### PROBLEM DETAILS
Output exactly, please, the lines of the records below from the one containing "Objective — one point per instance of the white" through the final line.
## begin
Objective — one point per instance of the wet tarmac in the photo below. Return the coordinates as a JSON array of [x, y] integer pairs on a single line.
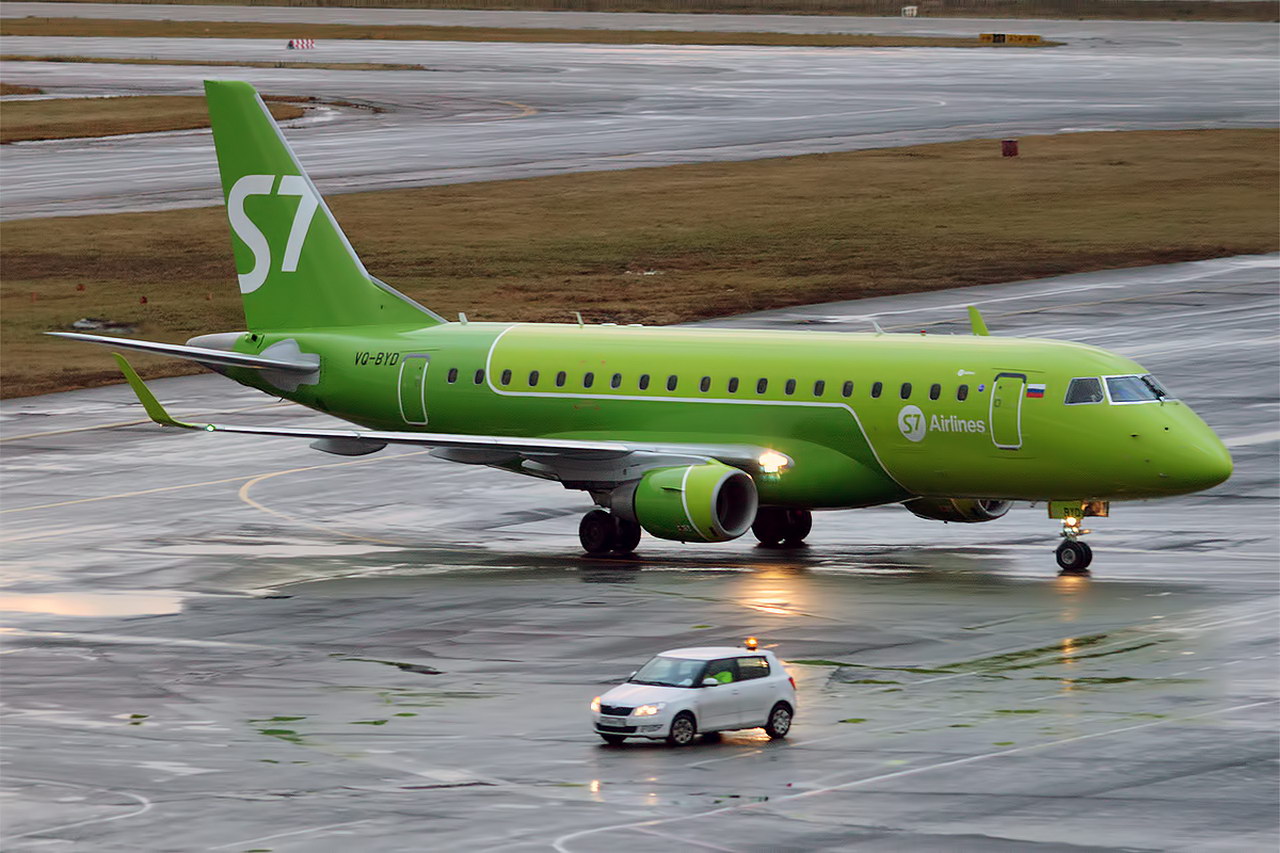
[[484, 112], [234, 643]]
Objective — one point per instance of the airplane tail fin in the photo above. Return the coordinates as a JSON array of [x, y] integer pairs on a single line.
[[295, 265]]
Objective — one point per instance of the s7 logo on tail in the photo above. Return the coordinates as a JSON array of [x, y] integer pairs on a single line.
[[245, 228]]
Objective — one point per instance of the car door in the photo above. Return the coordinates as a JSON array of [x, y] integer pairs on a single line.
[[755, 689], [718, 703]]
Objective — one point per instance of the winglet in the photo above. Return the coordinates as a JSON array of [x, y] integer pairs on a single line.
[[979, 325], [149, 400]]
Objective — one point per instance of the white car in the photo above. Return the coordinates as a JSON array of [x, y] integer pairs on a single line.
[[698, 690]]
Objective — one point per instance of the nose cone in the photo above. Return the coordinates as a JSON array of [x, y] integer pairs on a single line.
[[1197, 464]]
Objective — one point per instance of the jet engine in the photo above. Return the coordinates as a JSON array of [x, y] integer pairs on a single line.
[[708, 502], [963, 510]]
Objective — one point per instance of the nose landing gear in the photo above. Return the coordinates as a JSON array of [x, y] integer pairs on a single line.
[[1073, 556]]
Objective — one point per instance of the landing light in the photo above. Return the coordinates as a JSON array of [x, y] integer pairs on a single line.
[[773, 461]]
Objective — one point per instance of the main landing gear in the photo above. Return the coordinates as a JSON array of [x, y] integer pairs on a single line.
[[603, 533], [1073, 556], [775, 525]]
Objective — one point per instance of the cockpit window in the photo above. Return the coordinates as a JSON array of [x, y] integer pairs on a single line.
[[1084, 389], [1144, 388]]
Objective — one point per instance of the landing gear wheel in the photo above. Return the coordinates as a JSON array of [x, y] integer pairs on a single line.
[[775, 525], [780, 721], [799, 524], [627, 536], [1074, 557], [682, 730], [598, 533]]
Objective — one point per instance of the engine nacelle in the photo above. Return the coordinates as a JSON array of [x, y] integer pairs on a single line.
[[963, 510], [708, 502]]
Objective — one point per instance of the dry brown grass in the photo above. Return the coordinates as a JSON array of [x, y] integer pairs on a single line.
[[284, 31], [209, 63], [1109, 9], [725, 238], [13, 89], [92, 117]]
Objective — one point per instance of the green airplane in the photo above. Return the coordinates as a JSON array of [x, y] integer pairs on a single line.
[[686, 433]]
## end
### ANSWER TO THE TASK
Objective — one point per instance of the white car in the photo above. Return the coordinates as a JSON array of [x, y] integer pairs on a single line.
[[698, 690]]
Objective — one point per instance of the nose cone in the photo above. Return the coordinates as a JSON array of [x, y] integer pairs on a single line.
[[1197, 464]]
Objective — one point per instance of the jet engine in the photo above. Return the coordinates as a JSON array of [x, y] integer pairs on a single line.
[[708, 502], [963, 510]]
Objective — one point per instance of the nose landing gear in the photo above. Return the coordinates as a JSON array of [x, y] integer pairs on a single line.
[[1073, 556]]
Objective — one point per instance of the landing light in the photo above. Return the coordinates as a JSON array of [x, y] integer pairs on a single line.
[[773, 461]]
Objective — one point per instance of the main landing gear in the photo above. Return the coordinates as a JSON array of [x, y] integer pairs on a single line.
[[603, 533], [1073, 556], [775, 525]]
Objective — one point per instance of the cockpit window in the photo above. Return the coordinates as a JSON array of [x, y] integer pairs on a single line.
[[1084, 389], [1144, 388]]
Objective — one point per instance of the landing gear wheel in the photo above. Return the coordinates as a JSON array of [x, y] integer pairs on a single line.
[[775, 525], [780, 721], [799, 524], [627, 536], [1074, 557], [682, 730], [598, 533]]
Objective — one point per instance of the engine nacelle in the photo above. Return the coordinates as a JSON array of [x, y] integer pairs on a single line.
[[963, 510], [708, 502]]
Objective — one point per instance of the dry brown grass in the photo above. Return the coordinates as a JSON array of [x, y] integer pairs on a single line.
[[284, 31], [209, 63], [1109, 9], [725, 238], [13, 89], [92, 117]]
Objective — one point per instance of the green airplane in the photo above. Return the coordinates as a JSON array of [x, y] integer pairs on a single line.
[[686, 433]]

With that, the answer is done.